DATA SUPPLIED –
****************

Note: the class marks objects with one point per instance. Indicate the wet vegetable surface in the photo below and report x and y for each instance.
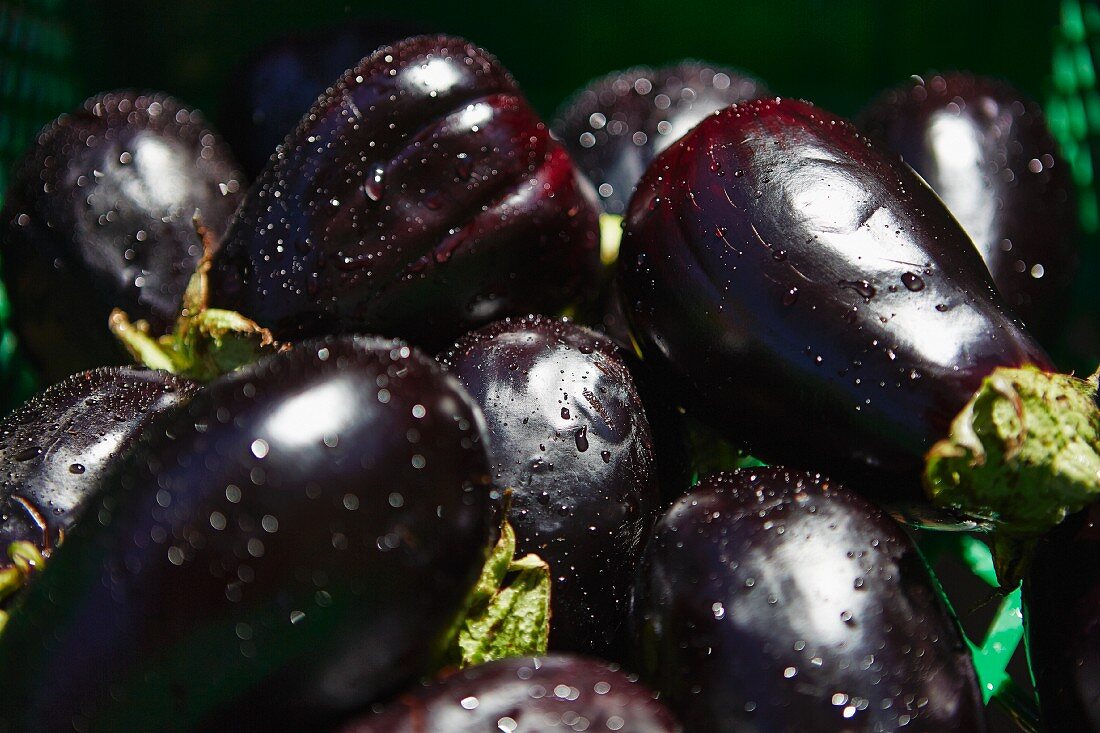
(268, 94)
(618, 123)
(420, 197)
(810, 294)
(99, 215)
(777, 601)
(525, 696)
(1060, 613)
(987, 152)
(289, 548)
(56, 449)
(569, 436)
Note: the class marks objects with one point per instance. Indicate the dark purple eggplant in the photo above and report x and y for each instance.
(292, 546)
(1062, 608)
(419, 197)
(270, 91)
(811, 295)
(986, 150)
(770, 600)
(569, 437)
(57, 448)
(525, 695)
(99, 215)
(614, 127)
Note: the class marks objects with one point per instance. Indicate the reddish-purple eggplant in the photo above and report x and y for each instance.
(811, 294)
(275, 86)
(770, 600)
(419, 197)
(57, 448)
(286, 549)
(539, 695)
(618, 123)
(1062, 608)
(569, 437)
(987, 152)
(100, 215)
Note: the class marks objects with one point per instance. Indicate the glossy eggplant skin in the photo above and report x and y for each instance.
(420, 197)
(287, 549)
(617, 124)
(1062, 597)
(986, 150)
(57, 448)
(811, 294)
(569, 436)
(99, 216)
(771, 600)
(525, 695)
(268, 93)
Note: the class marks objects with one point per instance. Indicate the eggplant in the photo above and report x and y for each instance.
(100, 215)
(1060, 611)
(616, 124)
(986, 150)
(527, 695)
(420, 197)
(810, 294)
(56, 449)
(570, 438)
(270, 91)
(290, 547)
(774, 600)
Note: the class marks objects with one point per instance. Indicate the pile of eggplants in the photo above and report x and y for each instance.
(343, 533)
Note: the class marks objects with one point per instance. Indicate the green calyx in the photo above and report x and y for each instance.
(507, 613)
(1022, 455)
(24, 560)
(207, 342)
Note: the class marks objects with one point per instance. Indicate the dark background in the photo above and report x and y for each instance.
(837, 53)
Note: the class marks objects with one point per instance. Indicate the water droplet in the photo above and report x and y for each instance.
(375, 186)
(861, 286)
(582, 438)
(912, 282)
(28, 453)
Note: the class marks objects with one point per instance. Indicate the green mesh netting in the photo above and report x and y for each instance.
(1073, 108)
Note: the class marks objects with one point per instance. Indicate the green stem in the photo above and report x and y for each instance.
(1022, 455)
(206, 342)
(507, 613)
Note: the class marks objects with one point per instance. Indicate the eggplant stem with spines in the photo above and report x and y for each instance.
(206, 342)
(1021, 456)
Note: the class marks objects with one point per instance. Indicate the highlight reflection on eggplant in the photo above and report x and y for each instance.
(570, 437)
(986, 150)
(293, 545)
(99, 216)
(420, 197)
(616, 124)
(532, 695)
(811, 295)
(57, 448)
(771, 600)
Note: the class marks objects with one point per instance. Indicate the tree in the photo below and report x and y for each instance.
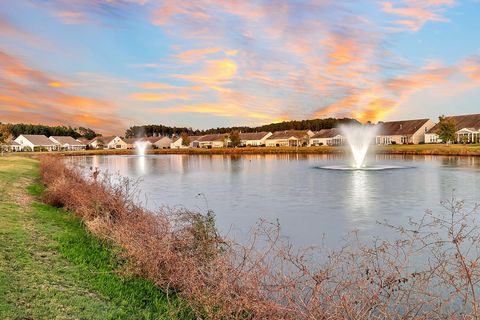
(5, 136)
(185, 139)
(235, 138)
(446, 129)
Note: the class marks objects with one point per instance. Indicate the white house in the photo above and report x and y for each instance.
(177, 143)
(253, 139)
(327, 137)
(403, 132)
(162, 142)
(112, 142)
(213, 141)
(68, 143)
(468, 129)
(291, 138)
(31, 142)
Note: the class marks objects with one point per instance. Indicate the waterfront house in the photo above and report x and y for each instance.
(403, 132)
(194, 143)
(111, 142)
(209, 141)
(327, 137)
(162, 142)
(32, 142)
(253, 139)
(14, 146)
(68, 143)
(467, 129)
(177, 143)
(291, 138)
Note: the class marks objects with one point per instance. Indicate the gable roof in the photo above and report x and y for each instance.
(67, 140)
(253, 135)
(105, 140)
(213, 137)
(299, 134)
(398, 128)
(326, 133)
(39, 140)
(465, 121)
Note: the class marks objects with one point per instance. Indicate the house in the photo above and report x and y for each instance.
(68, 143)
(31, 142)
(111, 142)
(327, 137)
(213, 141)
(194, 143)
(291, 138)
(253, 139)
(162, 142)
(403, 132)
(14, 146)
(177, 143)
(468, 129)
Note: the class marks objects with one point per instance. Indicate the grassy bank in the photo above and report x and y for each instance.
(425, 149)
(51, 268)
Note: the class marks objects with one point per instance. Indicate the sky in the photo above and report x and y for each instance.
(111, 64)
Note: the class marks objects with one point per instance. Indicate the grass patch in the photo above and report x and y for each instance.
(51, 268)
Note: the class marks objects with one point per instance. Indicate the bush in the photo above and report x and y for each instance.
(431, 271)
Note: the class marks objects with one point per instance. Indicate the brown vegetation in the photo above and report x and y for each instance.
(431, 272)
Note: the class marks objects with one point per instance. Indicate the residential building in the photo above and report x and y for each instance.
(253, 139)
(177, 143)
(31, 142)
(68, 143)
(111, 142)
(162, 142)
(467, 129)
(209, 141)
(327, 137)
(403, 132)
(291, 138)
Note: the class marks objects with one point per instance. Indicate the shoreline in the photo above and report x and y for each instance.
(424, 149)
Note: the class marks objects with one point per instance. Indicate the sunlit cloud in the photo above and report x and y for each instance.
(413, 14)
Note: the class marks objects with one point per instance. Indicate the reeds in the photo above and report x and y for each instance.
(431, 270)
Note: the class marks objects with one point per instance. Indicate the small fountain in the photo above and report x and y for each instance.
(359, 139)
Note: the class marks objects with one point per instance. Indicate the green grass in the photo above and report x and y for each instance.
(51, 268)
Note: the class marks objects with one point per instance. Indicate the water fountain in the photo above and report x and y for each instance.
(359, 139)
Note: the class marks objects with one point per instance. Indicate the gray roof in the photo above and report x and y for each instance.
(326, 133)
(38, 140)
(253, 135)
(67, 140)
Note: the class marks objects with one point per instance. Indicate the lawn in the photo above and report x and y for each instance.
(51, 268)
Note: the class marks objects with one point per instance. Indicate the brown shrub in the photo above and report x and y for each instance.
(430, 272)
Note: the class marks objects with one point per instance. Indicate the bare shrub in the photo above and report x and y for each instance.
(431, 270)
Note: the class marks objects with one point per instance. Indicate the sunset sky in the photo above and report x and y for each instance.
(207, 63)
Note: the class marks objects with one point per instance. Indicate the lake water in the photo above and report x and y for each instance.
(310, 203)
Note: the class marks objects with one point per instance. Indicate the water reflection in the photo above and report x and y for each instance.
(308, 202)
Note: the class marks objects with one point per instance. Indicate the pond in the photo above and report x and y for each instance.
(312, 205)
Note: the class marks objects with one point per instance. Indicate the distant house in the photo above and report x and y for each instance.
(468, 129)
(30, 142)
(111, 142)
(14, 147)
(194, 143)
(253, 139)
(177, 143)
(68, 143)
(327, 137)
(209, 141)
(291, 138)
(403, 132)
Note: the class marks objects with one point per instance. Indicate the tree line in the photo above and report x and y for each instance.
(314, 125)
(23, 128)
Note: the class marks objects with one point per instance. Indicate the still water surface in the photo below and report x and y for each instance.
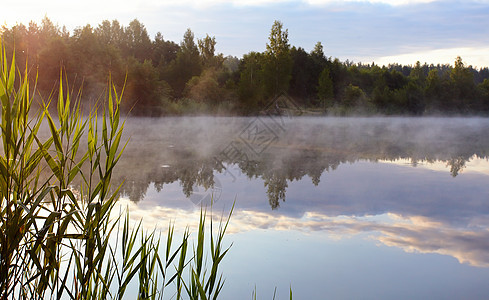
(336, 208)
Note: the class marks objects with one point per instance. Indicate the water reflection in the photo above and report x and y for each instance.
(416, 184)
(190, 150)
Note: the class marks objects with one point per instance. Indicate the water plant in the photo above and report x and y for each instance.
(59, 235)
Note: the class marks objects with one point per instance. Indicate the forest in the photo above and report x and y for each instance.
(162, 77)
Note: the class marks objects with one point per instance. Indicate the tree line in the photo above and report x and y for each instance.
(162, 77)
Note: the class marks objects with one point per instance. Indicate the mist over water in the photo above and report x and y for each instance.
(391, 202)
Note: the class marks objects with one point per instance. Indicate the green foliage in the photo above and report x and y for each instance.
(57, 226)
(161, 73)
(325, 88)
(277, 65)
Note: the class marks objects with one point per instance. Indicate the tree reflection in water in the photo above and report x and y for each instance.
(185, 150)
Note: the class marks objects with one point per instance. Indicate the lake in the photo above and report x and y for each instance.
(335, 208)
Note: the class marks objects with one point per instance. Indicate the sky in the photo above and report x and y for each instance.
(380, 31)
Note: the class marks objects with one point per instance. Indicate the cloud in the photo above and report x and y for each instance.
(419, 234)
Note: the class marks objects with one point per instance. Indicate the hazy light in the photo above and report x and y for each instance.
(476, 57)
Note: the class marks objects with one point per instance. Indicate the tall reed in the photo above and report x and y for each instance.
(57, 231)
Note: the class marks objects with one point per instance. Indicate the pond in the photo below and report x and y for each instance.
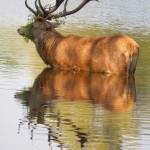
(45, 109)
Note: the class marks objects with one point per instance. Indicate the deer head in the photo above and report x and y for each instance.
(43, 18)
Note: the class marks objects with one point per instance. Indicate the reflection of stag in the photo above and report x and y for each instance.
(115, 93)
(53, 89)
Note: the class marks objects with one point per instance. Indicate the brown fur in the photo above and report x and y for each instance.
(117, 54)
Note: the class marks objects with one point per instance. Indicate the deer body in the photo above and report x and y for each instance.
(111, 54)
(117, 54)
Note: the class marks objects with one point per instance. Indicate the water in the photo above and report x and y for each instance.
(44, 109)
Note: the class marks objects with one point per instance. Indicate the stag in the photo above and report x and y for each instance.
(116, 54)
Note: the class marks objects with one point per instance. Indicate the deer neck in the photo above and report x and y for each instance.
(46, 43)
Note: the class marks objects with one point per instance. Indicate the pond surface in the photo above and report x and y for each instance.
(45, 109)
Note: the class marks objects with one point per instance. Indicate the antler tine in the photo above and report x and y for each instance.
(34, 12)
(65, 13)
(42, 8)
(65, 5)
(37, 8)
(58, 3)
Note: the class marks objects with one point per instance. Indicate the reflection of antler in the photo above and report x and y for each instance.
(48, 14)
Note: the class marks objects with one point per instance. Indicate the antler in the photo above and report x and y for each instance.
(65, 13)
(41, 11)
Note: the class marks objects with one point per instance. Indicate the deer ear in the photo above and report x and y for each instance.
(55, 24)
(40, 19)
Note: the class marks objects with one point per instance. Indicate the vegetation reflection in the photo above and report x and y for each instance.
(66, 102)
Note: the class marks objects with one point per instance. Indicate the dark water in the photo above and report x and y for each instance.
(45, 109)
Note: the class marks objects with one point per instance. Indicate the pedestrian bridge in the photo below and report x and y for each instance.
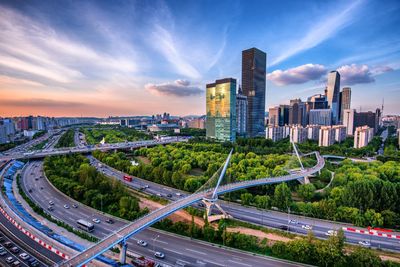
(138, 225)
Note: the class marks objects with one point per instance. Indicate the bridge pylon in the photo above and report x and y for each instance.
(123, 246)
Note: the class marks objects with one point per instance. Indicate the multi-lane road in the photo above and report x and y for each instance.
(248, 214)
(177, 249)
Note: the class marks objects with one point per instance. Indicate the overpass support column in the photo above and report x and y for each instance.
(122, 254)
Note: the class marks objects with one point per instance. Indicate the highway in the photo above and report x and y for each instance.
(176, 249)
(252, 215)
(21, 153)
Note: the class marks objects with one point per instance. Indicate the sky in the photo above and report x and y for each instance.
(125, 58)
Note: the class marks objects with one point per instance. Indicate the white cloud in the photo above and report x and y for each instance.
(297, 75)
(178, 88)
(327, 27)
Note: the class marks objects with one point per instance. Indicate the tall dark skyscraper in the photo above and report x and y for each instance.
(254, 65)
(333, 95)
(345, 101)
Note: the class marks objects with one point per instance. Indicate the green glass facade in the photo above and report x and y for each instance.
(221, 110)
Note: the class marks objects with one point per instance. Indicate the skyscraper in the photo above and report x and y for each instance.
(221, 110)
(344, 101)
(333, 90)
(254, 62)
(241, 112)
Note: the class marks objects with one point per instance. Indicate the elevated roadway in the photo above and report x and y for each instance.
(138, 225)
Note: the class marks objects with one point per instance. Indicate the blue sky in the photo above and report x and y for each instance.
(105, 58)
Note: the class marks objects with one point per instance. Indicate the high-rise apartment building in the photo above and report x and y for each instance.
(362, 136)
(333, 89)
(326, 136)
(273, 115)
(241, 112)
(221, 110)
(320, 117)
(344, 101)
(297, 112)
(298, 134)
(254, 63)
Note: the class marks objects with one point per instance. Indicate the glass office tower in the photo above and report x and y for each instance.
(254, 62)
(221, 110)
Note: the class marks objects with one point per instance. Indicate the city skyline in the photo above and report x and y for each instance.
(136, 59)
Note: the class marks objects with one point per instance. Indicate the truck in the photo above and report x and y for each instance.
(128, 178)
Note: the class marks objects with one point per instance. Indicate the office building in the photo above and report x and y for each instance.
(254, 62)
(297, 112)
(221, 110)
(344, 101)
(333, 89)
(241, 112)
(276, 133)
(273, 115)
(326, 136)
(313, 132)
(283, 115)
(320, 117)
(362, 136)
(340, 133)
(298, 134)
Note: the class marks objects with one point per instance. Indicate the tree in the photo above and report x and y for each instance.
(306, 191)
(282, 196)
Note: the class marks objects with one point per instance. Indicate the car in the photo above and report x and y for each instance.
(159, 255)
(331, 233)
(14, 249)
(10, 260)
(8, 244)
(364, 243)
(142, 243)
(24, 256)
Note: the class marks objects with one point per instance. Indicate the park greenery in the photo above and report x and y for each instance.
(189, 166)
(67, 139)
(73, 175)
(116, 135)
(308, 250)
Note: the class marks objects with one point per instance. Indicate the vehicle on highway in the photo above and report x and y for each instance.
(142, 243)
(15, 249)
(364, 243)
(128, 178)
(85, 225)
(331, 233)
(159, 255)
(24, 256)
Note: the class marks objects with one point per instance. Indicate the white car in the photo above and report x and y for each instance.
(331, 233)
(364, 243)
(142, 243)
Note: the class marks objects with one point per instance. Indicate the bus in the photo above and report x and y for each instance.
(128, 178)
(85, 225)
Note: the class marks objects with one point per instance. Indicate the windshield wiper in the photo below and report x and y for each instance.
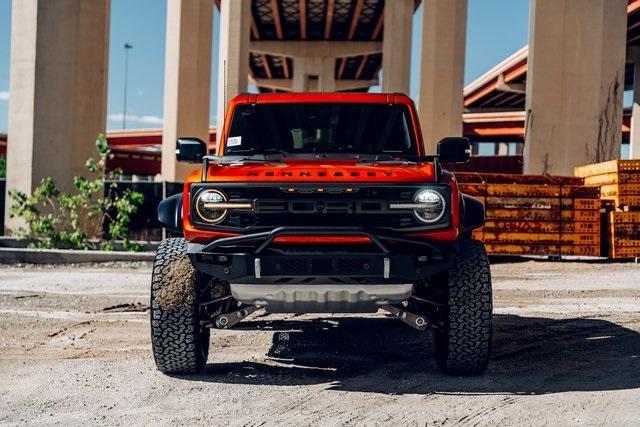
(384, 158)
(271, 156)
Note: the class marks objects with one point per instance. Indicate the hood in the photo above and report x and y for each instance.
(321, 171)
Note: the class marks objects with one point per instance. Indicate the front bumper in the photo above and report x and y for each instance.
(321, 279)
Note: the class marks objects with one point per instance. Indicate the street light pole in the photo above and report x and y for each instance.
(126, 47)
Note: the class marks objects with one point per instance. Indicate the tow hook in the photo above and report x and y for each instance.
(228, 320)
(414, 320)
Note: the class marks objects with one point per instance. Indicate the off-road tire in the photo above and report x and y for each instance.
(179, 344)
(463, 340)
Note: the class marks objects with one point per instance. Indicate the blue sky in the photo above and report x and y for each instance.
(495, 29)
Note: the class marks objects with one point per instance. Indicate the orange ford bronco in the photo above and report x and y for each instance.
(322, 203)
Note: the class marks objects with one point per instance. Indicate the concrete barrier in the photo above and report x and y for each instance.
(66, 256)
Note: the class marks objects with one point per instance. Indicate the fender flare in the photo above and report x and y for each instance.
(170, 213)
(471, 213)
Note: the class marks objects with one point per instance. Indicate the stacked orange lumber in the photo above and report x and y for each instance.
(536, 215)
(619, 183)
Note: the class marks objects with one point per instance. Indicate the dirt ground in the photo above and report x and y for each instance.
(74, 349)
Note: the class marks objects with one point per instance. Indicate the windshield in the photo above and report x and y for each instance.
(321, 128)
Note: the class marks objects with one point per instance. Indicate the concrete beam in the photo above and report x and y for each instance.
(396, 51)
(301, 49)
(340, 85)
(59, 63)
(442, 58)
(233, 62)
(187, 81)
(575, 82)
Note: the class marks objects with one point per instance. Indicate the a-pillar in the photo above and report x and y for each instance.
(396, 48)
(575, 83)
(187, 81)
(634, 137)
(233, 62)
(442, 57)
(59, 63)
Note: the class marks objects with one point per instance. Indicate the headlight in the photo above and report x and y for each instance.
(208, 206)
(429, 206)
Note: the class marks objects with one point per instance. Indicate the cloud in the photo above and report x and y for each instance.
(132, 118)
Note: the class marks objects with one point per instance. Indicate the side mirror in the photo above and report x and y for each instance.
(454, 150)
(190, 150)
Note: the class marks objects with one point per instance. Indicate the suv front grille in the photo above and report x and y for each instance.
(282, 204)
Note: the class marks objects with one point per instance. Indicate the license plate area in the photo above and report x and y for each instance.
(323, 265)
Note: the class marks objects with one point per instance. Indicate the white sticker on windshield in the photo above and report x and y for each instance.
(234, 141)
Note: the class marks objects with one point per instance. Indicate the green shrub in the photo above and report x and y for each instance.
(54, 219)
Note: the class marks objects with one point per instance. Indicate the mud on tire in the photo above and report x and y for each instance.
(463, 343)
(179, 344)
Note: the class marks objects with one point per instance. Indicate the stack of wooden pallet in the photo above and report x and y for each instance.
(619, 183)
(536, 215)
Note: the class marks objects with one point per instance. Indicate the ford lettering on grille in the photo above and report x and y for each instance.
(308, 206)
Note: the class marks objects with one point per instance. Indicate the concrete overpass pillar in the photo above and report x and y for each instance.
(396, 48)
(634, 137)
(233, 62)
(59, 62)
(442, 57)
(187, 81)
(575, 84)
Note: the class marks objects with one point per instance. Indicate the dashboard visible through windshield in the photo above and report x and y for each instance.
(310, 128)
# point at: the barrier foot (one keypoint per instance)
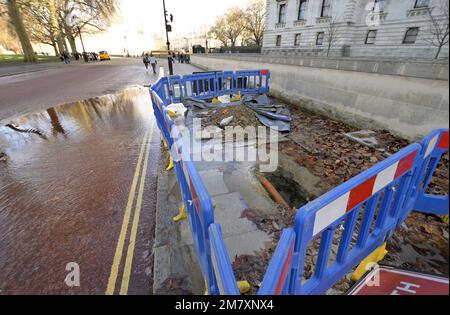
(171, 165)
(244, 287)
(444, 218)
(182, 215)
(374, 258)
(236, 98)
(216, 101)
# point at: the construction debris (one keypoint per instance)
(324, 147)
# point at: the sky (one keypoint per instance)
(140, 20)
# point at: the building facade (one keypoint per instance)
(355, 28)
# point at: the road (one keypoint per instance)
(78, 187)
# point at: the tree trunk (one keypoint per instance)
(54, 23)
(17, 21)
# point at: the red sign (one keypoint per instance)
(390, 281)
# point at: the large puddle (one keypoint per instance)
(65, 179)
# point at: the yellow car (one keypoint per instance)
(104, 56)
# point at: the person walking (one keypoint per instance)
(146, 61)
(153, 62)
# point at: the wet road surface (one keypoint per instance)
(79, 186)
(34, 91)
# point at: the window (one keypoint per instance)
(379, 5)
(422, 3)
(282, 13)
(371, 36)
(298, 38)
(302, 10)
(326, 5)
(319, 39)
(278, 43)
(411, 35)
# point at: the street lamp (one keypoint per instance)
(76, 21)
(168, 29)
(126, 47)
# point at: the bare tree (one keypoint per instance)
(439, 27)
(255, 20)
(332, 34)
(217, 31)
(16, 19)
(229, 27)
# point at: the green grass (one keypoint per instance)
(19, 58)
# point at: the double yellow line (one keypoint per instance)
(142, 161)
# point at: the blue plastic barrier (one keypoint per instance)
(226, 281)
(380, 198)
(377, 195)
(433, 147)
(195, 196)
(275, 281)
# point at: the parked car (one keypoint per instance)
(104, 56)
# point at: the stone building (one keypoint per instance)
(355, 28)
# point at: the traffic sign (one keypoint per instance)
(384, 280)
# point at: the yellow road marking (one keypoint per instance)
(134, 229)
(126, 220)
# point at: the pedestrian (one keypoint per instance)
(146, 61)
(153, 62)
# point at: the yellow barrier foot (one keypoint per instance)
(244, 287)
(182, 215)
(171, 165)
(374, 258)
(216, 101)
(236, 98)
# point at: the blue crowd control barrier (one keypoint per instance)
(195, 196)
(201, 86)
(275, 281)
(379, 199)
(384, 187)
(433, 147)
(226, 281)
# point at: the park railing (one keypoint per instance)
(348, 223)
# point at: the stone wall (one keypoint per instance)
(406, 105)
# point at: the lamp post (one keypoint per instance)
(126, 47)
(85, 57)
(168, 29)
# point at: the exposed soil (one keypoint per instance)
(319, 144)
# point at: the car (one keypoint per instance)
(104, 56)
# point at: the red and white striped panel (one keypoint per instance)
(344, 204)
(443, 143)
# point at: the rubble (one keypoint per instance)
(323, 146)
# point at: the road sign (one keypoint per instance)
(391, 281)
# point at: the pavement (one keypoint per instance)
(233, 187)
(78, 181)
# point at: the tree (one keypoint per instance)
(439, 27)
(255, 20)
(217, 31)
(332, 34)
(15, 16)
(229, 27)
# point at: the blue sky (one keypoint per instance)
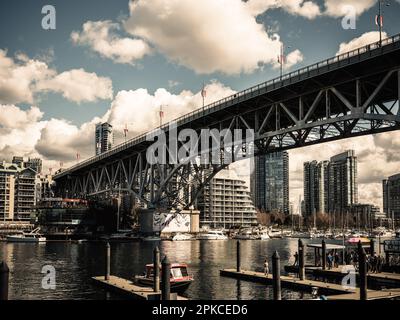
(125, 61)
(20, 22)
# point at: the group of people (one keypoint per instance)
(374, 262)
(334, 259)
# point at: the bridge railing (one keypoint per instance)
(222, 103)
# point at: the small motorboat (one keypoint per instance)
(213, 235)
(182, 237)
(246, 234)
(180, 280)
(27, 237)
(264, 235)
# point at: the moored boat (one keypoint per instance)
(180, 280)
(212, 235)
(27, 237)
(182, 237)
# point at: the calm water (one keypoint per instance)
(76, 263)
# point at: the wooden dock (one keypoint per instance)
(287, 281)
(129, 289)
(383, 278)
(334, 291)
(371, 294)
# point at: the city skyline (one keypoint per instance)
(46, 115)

****************

GOAL – Every line from the one containing "# point at: the green" through the last line of the data is to be retyped exactly, with nothing added and no pictures included.

EXPECTED ANSWER –
# point at: the green grass (one keypoint per instance)
(19, 58)
# point at: the double yellow line (one keypoint per instance)
(142, 161)
# point at: the blue plastic barrier (one keypoint per instance)
(226, 281)
(380, 198)
(377, 195)
(433, 147)
(195, 196)
(275, 281)
# point at: the parked car (one keypoint per instance)
(104, 56)
# point at: the stone building (one keypoint per instance)
(355, 28)
# point at: the traffic sign (one keypoint per instance)
(384, 280)
# point at: the yellow road marking (one keypoint per instance)
(134, 229)
(126, 220)
# point at: the pedestrian (one keypoint per instance)
(146, 61)
(153, 62)
# point at: the yellow barrier foot (one keypoint per instance)
(244, 287)
(182, 215)
(171, 165)
(374, 258)
(216, 101)
(236, 98)
# point at: the blue crowd control barrier (one keypoint per instance)
(195, 196)
(201, 86)
(275, 281)
(379, 199)
(384, 187)
(433, 147)
(226, 281)
# point at: the park railing (one keypoint per instance)
(348, 223)
# point at: the stone wall (one keypoint per instance)
(406, 105)
# point at: the lamp post (one keypoint per instance)
(126, 47)
(85, 57)
(168, 29)
# point at: the exposed soil (one keypoint per instance)
(319, 144)
# point at: the car (one keypoint per instance)
(104, 56)
# point at: the red and white striped panel (one keypoint per instance)
(344, 204)
(443, 143)
# point at: the rubble (one keypoint per instance)
(323, 146)
# point at: the road sign (one keypoint per instance)
(391, 281)
# point at: the pavement (one keypoint per instance)
(233, 187)
(78, 181)
# point at: the tree (one keypoint per instance)
(439, 27)
(255, 20)
(217, 31)
(332, 34)
(15, 16)
(229, 27)
# point at: the blue sky (one keypoint per instance)
(125, 61)
(20, 22)
# point at: the group of people (one keypoint per instance)
(374, 262)
(334, 259)
# point at: the bridge railing (one keypoint per instance)
(222, 103)
# point at: the small motorboat (one keypoint per instance)
(213, 235)
(182, 237)
(246, 234)
(180, 280)
(27, 237)
(264, 235)
# point at: the moored boat (one keypoint per instance)
(180, 280)
(212, 235)
(27, 237)
(182, 237)
# point at: the calm water (one keypoint per instance)
(76, 263)
# point at: the wooden dock (one keypoint per instance)
(287, 281)
(129, 289)
(383, 278)
(334, 291)
(371, 294)
# point at: the city skyline (one keypoint per instance)
(46, 115)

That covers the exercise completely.